原文展示
数学考试 题解
数学考试
http://www.nowcoder.com/questionTerminal/e1e3e65479114efb9c68b1fe7db11b34
代码有些繁琐,写不出O(nlogn)的方法。
这道题的大意就是选择两段没有交叉的部分使得和最大。
我这里的a[]可以直接用前缀和next[]存储输入,没必要用a[];
可以用qzh[i] = next[i]- next[i-k]记录下每个K段的和;
然后用max[i]记录qzh[]前i项的最大值.
最后遍历数组,取出当前与max和最大的那一项即可.
import java.math.*;
import java.io.BufferedReader;
import java.io.IOException;
import java.io.InputStreamReader;
import java.io.OutputStreamWriter;
import java.io.PrintWriter;
import java.io.StreamTokenizer;
import java.util.*;
public class Main {
public static void main(String args[])throws IOException
{
StreamTokenizer in = new StreamTokenizer(new BufferedReader(new InputStreamReader(System.in)));
PrintWriter out = new PrintWriter(new OutputStreamWriter(System.out));
in.nextToken();
int T = (int)in.nval;
for(int t=0;t<T;t++)

数据记录
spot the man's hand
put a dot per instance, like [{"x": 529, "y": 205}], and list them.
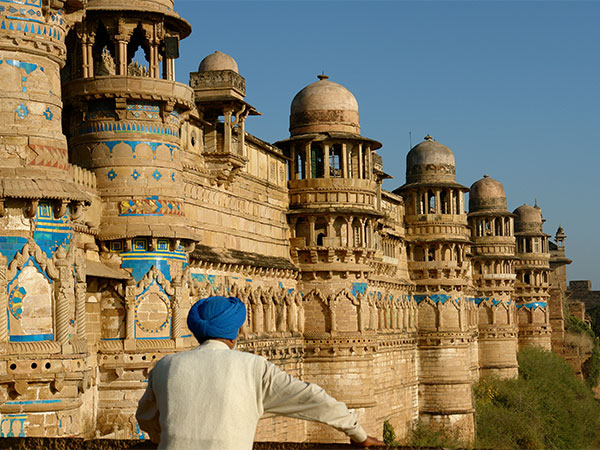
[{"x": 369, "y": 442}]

* * *

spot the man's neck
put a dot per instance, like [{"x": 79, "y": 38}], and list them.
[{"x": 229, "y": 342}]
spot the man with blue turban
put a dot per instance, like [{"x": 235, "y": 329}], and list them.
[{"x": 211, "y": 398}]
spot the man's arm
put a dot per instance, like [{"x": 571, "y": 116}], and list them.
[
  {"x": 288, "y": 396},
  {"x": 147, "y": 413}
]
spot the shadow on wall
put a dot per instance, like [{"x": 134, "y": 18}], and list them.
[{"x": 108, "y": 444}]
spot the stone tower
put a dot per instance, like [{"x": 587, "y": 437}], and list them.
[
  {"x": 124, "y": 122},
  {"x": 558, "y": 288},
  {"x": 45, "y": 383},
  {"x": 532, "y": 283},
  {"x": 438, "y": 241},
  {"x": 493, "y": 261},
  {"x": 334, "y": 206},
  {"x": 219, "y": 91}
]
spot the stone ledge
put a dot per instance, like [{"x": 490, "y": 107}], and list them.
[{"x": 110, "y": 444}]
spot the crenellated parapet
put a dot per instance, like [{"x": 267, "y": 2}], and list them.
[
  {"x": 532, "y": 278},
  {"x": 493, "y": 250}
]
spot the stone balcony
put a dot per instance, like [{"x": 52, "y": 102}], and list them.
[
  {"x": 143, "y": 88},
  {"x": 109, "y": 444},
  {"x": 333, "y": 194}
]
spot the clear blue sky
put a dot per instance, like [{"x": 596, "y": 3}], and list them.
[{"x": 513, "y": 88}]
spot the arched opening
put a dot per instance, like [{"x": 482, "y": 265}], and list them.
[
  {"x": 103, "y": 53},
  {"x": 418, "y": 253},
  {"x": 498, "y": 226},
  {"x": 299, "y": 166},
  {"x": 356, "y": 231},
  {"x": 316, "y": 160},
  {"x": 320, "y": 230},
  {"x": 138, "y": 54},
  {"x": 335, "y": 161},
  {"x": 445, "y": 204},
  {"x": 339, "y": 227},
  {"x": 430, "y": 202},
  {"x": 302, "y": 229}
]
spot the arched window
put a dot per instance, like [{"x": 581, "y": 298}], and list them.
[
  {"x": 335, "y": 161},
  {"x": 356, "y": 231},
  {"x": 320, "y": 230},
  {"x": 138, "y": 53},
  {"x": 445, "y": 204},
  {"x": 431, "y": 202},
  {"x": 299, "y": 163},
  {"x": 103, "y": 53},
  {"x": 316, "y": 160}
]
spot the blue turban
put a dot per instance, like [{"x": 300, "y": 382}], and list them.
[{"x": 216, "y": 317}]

任务说明
接续这篇数学考试题解，从最后一行代码之后写下去。 这些记录与作答无关，无需查阅。

任务答案
{
in.nextToken();
int n = (int)in.nval;
in.nextToken();
int k = (int)in.nval;
long a[] = new long[n];
long next[] = new long[n];
long qzh[] = new long[n];
long max[] = new long[n];
long sum=-1000000000;
for(int i=0;i<n;i++)
{
in.nextToken();
a[i] = (int)in.nval;
}
next[0] = a[0];
for(int i=1;i<n;i++)
{
next[i] = next[i-1]+a[i];
}
qzh[k-1] = next[k-1];
max[k-1] = qzh[k-1];
for(int i=k;i<n;i++)
{
qzh[i] = next[i]- next[i-k];
max[i] = Math.max(qzh[i],max[i-1]);
}
sum = qzh[2*k-1]+max[k-1];
for(int i=2*k;i<n;i++)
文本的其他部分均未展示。